Extracted data entries:
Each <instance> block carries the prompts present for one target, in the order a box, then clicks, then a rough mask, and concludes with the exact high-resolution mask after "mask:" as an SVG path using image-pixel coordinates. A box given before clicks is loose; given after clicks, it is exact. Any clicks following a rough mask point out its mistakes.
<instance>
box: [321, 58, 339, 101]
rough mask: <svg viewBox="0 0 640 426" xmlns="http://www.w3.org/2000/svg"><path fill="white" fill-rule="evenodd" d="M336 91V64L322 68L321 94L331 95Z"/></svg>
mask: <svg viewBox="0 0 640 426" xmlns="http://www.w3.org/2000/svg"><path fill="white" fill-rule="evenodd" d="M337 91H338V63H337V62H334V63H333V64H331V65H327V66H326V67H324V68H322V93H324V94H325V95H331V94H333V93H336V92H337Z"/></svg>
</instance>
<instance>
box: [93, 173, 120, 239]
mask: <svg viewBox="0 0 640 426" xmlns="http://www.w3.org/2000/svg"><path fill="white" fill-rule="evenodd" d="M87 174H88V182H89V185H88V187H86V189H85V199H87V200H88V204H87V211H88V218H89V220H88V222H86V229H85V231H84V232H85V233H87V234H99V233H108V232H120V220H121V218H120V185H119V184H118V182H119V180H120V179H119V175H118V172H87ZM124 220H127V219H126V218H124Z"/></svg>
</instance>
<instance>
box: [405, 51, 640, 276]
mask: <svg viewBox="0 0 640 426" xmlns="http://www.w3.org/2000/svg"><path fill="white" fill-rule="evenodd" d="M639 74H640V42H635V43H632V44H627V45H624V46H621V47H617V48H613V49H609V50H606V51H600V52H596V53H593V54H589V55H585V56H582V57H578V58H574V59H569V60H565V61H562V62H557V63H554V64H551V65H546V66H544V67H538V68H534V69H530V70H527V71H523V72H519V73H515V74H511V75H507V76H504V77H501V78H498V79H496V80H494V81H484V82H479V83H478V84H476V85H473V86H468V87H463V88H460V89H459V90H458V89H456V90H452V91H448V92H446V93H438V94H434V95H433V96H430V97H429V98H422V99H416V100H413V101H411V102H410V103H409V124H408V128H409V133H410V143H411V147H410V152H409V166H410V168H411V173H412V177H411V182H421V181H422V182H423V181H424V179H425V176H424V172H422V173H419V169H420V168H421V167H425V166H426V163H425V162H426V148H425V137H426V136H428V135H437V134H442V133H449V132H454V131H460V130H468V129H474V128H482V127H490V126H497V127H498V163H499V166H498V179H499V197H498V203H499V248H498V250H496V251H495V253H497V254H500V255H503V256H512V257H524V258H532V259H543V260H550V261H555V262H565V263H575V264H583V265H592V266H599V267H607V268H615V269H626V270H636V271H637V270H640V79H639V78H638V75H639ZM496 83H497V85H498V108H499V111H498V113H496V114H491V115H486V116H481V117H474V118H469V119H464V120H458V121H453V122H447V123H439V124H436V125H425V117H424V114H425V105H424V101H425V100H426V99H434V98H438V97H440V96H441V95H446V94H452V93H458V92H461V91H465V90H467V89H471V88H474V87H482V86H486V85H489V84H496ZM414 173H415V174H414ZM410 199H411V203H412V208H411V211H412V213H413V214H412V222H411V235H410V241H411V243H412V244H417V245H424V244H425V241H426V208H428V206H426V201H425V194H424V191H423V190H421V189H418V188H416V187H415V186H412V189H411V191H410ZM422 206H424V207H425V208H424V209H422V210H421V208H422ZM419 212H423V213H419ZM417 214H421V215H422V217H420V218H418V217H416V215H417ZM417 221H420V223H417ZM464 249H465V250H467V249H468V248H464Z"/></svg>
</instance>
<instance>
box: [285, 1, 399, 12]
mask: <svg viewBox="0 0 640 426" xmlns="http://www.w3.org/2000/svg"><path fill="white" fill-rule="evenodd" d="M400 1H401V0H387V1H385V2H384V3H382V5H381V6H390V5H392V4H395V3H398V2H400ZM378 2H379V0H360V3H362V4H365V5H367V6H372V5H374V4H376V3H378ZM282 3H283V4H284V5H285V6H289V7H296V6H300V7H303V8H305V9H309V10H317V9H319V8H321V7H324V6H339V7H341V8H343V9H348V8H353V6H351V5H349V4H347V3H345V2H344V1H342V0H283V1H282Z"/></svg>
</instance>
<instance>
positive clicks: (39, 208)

...

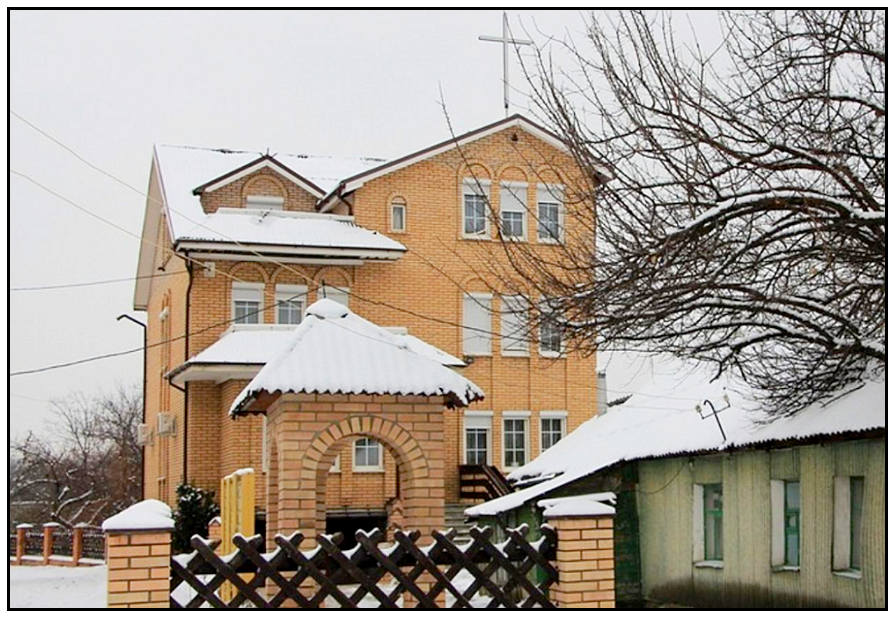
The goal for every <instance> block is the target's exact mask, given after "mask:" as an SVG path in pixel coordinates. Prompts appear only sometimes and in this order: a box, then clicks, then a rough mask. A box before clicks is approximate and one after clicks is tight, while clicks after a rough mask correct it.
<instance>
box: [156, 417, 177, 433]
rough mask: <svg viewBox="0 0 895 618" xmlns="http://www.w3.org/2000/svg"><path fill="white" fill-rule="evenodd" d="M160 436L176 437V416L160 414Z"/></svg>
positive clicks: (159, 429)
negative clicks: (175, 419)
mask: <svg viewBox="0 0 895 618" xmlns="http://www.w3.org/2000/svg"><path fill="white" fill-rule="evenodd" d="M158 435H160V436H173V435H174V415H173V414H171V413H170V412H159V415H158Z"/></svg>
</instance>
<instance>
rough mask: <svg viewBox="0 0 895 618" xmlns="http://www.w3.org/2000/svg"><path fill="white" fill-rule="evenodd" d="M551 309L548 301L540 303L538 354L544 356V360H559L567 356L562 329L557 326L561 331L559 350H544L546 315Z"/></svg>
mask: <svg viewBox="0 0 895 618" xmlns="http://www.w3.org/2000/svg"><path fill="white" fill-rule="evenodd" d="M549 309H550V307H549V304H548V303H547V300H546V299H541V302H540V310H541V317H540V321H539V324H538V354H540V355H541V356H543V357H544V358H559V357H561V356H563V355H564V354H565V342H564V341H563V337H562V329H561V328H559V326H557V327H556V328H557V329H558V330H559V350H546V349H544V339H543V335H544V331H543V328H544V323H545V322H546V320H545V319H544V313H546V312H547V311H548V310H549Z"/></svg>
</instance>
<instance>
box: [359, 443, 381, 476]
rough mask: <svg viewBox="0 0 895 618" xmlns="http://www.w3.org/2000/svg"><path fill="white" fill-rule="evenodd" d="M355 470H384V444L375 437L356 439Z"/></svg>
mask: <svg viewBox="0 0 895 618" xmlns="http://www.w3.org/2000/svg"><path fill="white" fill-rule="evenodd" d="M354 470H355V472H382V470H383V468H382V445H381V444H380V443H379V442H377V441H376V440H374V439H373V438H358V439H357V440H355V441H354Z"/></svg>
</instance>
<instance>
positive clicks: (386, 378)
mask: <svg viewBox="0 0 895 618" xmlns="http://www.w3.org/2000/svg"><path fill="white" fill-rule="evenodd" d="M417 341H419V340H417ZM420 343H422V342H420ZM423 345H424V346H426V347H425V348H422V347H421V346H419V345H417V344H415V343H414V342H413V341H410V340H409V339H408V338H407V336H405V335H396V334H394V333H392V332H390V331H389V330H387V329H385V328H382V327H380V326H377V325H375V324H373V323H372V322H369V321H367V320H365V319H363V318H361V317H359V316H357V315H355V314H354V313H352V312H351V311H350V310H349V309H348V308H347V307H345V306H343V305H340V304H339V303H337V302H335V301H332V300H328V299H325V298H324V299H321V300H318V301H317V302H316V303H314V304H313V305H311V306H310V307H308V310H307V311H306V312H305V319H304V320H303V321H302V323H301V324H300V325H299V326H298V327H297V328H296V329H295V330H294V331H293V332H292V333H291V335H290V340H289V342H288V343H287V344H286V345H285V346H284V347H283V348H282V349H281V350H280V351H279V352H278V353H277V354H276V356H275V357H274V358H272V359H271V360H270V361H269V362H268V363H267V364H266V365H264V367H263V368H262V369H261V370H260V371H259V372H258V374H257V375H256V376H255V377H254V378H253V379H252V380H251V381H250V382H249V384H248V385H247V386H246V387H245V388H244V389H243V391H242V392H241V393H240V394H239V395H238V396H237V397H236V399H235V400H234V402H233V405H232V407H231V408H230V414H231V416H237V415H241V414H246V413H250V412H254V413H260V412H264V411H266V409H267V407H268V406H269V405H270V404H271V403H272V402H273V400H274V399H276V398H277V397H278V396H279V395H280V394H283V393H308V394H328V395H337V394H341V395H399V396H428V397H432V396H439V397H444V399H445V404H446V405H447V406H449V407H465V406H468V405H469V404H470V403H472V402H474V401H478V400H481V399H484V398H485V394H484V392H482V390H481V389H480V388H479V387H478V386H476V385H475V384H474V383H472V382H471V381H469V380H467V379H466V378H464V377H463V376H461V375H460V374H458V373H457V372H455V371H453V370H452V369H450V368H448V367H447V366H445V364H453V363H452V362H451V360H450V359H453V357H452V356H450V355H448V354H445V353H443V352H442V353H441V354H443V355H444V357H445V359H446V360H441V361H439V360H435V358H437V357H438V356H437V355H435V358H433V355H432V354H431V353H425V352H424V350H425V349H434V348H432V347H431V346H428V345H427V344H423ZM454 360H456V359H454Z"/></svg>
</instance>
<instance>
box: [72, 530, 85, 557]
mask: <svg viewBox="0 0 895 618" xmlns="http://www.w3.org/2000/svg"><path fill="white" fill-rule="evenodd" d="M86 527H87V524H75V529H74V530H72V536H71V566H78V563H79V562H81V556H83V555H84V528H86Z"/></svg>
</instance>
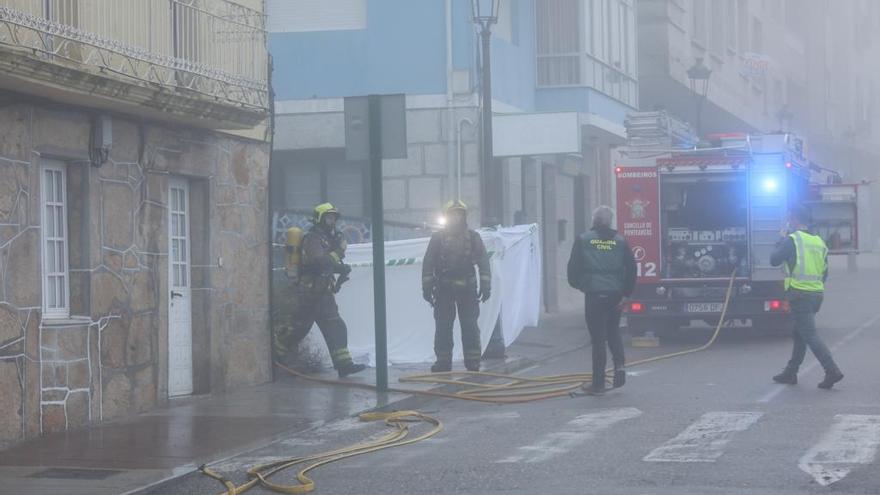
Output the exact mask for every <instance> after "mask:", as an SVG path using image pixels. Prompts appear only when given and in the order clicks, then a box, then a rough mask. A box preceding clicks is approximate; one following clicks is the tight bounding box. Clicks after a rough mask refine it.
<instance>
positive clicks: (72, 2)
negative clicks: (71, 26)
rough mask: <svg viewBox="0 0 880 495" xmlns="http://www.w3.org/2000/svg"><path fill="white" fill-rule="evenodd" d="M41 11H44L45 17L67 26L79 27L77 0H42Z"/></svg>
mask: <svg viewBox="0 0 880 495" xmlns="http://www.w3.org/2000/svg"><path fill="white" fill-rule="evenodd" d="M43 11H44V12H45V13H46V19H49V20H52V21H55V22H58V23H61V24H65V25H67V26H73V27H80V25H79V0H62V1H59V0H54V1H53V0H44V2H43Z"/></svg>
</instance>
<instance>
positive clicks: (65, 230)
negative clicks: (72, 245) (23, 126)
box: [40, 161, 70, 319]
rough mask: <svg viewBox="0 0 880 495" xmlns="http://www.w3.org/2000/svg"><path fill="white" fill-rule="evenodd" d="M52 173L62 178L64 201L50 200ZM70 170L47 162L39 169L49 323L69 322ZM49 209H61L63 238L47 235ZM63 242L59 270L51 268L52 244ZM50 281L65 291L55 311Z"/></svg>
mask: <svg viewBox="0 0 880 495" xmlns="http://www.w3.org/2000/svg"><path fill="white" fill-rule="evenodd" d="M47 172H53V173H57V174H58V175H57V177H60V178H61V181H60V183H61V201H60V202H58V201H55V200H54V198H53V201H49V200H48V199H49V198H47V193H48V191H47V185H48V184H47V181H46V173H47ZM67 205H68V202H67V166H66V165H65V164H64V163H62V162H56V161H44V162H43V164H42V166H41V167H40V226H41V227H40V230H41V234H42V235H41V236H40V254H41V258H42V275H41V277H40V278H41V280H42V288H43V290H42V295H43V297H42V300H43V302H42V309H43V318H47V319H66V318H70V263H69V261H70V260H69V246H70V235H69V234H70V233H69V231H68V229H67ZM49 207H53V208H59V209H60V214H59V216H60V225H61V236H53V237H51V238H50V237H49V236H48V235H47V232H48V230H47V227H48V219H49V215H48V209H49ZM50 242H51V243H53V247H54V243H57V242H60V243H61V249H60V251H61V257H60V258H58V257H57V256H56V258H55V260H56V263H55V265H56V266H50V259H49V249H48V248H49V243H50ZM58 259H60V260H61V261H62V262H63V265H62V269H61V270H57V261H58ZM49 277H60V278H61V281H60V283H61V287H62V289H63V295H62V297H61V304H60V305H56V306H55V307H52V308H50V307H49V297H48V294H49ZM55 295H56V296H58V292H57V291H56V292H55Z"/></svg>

# Task objective
Locate each line in the rows above that contains the word "only", and copy out every such line in full.

# Exercise solution
The goal for every <instance> block is the target's exact mask, given after "mask:" as an SVG path in pixel coordinates. Prompts appear only sometimes and in this order: a box, then clicks, then a rough mask. A box before clicks is approximate and one after clicks is tight, while clicks after a rough mask correct it.
Output the exact mask for every <instance> after "mask:", as an SVG path using image pixels. Prompts appear only when given and in the order clicks, then a box, then a rough mask. A box preceding clicks is approximate; one following clicks is the tight bounding box. Clicks after a rough mask refine it.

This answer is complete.